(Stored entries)
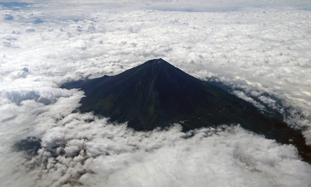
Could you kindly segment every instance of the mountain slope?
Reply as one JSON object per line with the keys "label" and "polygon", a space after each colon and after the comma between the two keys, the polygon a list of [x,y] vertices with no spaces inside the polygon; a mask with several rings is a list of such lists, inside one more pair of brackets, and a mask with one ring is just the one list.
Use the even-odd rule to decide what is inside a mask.
{"label": "mountain slope", "polygon": [[81,112],[93,111],[112,121],[128,121],[128,126],[137,130],[150,130],[177,122],[185,131],[239,123],[279,142],[293,143],[303,157],[310,159],[310,148],[301,133],[288,127],[280,114],[263,113],[252,104],[160,58],[114,76],[72,83],[63,87],[85,91]]}

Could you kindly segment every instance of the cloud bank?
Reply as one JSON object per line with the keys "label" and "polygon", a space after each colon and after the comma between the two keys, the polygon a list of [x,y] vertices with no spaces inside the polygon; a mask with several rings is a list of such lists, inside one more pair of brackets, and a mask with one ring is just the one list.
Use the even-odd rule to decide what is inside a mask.
{"label": "cloud bank", "polygon": [[[59,88],[161,57],[278,110],[311,144],[308,2],[42,2],[0,3],[3,185],[311,185],[292,145],[230,124],[135,132],[80,113],[83,92]],[[31,137],[37,154],[14,148]]]}

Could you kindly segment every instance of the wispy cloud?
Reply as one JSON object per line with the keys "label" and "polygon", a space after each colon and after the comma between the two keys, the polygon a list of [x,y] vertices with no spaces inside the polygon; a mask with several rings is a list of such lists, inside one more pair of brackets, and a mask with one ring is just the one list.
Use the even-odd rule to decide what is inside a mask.
{"label": "wispy cloud", "polygon": [[[309,186],[292,145],[239,126],[135,132],[80,113],[83,92],[59,88],[161,57],[286,114],[311,144],[310,4],[206,1],[0,3],[4,185]],[[31,137],[30,158],[13,148]]]}

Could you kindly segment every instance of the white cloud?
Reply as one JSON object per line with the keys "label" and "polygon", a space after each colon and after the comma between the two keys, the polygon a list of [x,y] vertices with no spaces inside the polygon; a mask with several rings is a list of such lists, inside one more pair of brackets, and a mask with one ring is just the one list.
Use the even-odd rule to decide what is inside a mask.
{"label": "white cloud", "polygon": [[[263,1],[259,8],[252,1],[31,4],[41,2],[0,12],[3,185],[311,185],[310,165],[292,145],[239,126],[134,132],[75,111],[83,92],[58,88],[161,57],[237,89],[260,107],[287,112],[287,122],[303,127],[311,144],[309,4],[299,8],[308,2]],[[194,12],[140,10],[163,7]],[[237,10],[243,11],[225,11]],[[44,147],[30,160],[12,149],[29,136]]]}

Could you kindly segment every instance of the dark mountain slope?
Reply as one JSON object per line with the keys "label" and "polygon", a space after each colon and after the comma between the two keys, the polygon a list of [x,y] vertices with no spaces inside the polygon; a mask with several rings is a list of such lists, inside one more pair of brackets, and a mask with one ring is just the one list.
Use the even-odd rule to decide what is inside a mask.
{"label": "dark mountain slope", "polygon": [[177,122],[185,131],[240,123],[279,142],[293,143],[302,156],[310,160],[308,153],[311,151],[301,133],[288,127],[281,114],[272,111],[264,113],[160,58],[114,76],[72,83],[63,87],[84,90],[86,97],[81,101],[81,112],[93,111],[112,121],[128,121],[128,125],[136,130],[152,130]]}

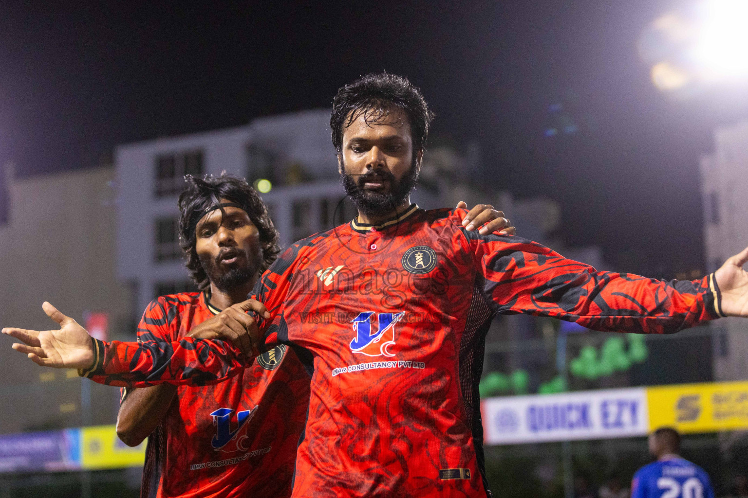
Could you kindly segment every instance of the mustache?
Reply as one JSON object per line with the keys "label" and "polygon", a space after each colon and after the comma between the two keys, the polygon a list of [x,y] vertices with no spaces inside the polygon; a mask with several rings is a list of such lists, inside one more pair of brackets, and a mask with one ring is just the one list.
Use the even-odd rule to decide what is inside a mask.
{"label": "mustache", "polygon": [[390,185],[395,184],[395,175],[390,173],[389,171],[373,171],[371,172],[365,173],[361,175],[358,179],[356,180],[356,185],[358,188],[364,188],[364,185],[367,181],[389,181]]}
{"label": "mustache", "polygon": [[221,260],[224,259],[231,259],[236,256],[246,256],[247,254],[245,252],[244,249],[240,249],[238,247],[229,247],[224,249],[221,249],[218,252],[218,255],[215,257],[216,264],[221,263]]}

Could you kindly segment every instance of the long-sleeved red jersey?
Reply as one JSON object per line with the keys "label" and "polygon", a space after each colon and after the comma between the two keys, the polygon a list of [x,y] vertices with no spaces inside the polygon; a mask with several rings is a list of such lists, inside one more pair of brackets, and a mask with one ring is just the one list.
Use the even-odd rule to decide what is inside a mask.
{"label": "long-sleeved red jersey", "polygon": [[[138,340],[179,340],[218,312],[203,293],[162,296]],[[309,377],[283,344],[224,382],[179,386],[148,438],[141,496],[287,498],[308,399]]]}
{"label": "long-sleeved red jersey", "polygon": [[[480,235],[465,211],[411,205],[293,244],[257,299],[266,344],[312,372],[295,497],[485,497],[478,382],[496,313],[674,332],[720,316],[714,276],[664,282],[598,272],[518,237]],[[96,343],[105,384],[205,383],[246,361],[221,341]]]}

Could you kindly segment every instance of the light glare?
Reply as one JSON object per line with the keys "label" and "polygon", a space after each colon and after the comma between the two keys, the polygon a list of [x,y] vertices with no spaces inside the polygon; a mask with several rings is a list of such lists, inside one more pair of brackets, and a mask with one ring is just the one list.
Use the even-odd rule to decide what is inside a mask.
{"label": "light glare", "polygon": [[261,180],[257,180],[254,184],[254,187],[257,190],[257,192],[260,193],[267,193],[273,187],[273,184],[270,183],[270,180],[266,180],[263,178]]}
{"label": "light glare", "polygon": [[702,5],[702,22],[691,51],[710,80],[748,76],[748,1],[711,0]]}

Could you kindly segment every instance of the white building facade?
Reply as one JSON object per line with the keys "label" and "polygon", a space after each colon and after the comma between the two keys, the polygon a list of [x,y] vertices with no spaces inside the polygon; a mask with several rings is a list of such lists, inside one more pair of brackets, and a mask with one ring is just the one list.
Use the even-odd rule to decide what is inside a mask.
{"label": "white building facade", "polygon": [[[748,246],[748,121],[718,128],[714,154],[702,158],[707,271]],[[726,318],[713,324],[714,377],[748,378],[748,326]]]}

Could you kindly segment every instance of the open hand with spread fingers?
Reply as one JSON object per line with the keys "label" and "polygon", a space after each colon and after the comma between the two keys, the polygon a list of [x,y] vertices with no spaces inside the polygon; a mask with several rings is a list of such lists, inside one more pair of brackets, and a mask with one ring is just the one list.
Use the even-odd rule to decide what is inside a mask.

## EXERCISE BRIEF
Without the pictures, write out all of the material exactly.

## ANSWER FOR THIS EXERCISE
Could you kindly segment every instance of the mountain slope?
Reply as one JSON object per line with the keys "label" and "polygon", a space after each colon and after the comma between the two keys, the polygon a list of [x,y] vertices with no spaces inside the polygon; a mask with several rings is a list of such lists, inside one more pair of brackets, and a mask with one ring is just the one list.
Use the even-odd rule to decide what is inside a mask.
{"label": "mountain slope", "polygon": [[81,112],[93,111],[112,121],[128,121],[128,126],[137,130],[150,130],[177,122],[185,131],[239,123],[279,142],[293,143],[303,157],[310,159],[310,148],[301,133],[288,127],[280,114],[263,113],[252,104],[160,58],[114,76],[72,83],[63,87],[85,91]]}

Could you kindly segment every instance of the cloud bank?
Reply as one JSON object per line with the keys "label" and "polygon", a space after each colon and after the comma between the two keys, the polygon a list of [x,y] vertices with no spaces inside the polygon; a mask with several rings is a list of such lists, inside one more pair of brackets, and a mask with one ring is just the one list.
Use the even-odd rule to decide what is inside a mask.
{"label": "cloud bank", "polygon": [[[59,88],[161,57],[278,110],[311,144],[308,2],[42,2],[0,3],[3,185],[311,185],[292,145],[230,124],[135,132],[80,113],[83,92]],[[31,137],[37,154],[14,148]]]}

Could you kindly segment every instance of the wispy cloud?
Reply as one JSON object per line with the keys "label" and "polygon", a space after each colon and after the comma between the two keys, the polygon a list of [x,y] vertices with no spaces inside the polygon; a mask with several rings is a list of such lists, inside one more pair of brackets, and a mask with one ring is just the one list.
Use the even-odd rule to decide what is inside a mask.
{"label": "wispy cloud", "polygon": [[[309,186],[292,145],[239,126],[135,132],[80,113],[83,92],[59,88],[161,57],[286,114],[311,144],[310,4],[206,1],[0,3],[4,185]],[[31,137],[30,158],[13,148]]]}

Could you kindly segment every instance of the white cloud?
Reply as one JSON object per line with the keys "label" and "polygon", a space after each colon and after the comma between the two keys, the polygon a list of [x,y] vertices with no spaces inside the polygon; a mask with several rings is a list of such lists, inside one more pair of brackets, and a mask with one ring is just the one list.
Use the even-odd rule to decide what is inside a mask.
{"label": "white cloud", "polygon": [[[263,1],[259,8],[252,1],[31,4],[41,2],[0,12],[3,185],[311,185],[310,165],[292,145],[239,126],[134,132],[75,111],[83,92],[58,88],[161,57],[237,89],[260,107],[287,112],[287,122],[303,127],[311,144],[309,4],[299,8],[308,2]],[[194,12],[140,10],[163,7]],[[237,10],[243,11],[225,11]],[[44,147],[30,160],[12,149],[29,136]]]}

Could you kindly segment every instance of the dark mountain slope?
Reply as one JSON object per line with the keys "label" and "polygon", a space after each colon and after the comma between the two keys, the polygon a list of [x,y] vertices with no spaces inside the polygon; a mask with several rings is a list of such lists, inside one more pair of brackets, and a mask with one ring is just the one list.
Use the even-odd rule to decide what is inside a mask.
{"label": "dark mountain slope", "polygon": [[177,122],[185,131],[240,123],[279,142],[293,143],[302,156],[310,160],[308,153],[311,151],[301,133],[288,127],[281,114],[272,111],[264,113],[160,58],[114,76],[72,83],[63,87],[84,90],[86,97],[81,101],[81,112],[93,111],[112,121],[128,121],[128,125],[136,130],[152,130]]}

Could you kindly segment every instance of the mustache?
Reply as one JSON object per line with the keys "label" and "polygon", a space after each colon and after the comma between the two keys, the polygon a list of [x,y] vertices with no spaces inside the polygon; a mask with several rings is a list of such lists, inside one more pair of brackets, and a mask with one ring is just the one list.
Use the even-odd rule to decide what is inside a mask.
{"label": "mustache", "polygon": [[390,185],[395,184],[395,175],[390,173],[389,171],[373,171],[371,172],[365,173],[361,175],[358,179],[356,180],[356,185],[358,188],[364,188],[364,185],[367,181],[389,181]]}
{"label": "mustache", "polygon": [[221,260],[224,259],[231,259],[236,256],[246,256],[247,254],[245,252],[244,249],[240,249],[238,247],[229,247],[224,249],[221,249],[218,252],[218,255],[215,257],[216,264],[221,263]]}

Could you kindly segment every instance of the long-sleeved red jersey?
Reply as one JSON object per line with the keys "label" and "polygon", a space after each colon and after the comma between the two keys, the polygon a list of [x,y] vertices with no spaces inside the polygon; a mask with several rings is a list of such lists, inside one more pair of brackets, and a mask with one ring is just the one list.
Use the even-odd rule to decide what is inside a mask.
{"label": "long-sleeved red jersey", "polygon": [[[138,340],[179,340],[218,312],[203,293],[162,296]],[[309,377],[283,344],[224,382],[179,386],[148,438],[141,496],[287,498],[308,399]]]}
{"label": "long-sleeved red jersey", "polygon": [[[480,235],[465,211],[411,205],[293,244],[257,299],[266,344],[312,372],[295,497],[485,497],[478,382],[496,313],[674,332],[720,316],[714,276],[664,282],[598,272],[518,237]],[[96,343],[105,384],[205,383],[246,361],[221,341]]]}

Could you kindly segment every instance of the light glare?
Reply as one JSON object per line with the keys "label" and "polygon", a space after each colon and after the comma between the two keys, the polygon a list of [x,y] vertices with no spaces inside the polygon; a mask with several rings is a list of such lists, inside one more pair of brackets, and a mask with one ring is just the one list.
Use the even-odd rule to decide what is inside a mask.
{"label": "light glare", "polygon": [[261,180],[257,180],[254,184],[254,187],[257,190],[257,192],[260,193],[267,193],[273,187],[273,184],[270,183],[270,180],[266,180],[263,178]]}
{"label": "light glare", "polygon": [[702,5],[702,22],[691,51],[710,80],[748,76],[748,1],[711,0]]}

Could you kindly segment every instance of the white building facade?
Reply as one JSON object per line with the keys "label" and "polygon", a space after each colon and after the comma between the two keys, the polygon a list of [x,y] vertices with no spaces inside the polygon; a mask with several rings is a list of such lists, inside one more pair of brackets, and a mask with one ring is just the one list.
Use the even-odd rule to decide what is inside a mask.
{"label": "white building facade", "polygon": [[[748,246],[748,121],[718,128],[714,154],[702,158],[707,271]],[[726,318],[713,324],[714,377],[748,378],[748,326]]]}

Could you kindly segment every instance of the open hand with spread fingers?
Reply as one JSON object per line with the keys "label" and "polygon", a space after each colon and after the comma between the two keys, the polygon a list of [x,y] vertices with no spaces inside the polygon; a mask with several rings is a list of such lists, inside one more pair of brackets, and a mask with one ring is just the one list.
Use the even-odd rule to decide what is inside a mask.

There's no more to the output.